[Stored records]
____________________

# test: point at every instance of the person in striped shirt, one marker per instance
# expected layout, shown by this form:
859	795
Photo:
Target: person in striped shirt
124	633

____________________

Give all of the lines above again, exactly as they are.

# test: point at every instance of the person in striped shirt, one marker per instance
# expected layout, shown by this form:
859	795
Photo:
Target: person in striped shirt
124	633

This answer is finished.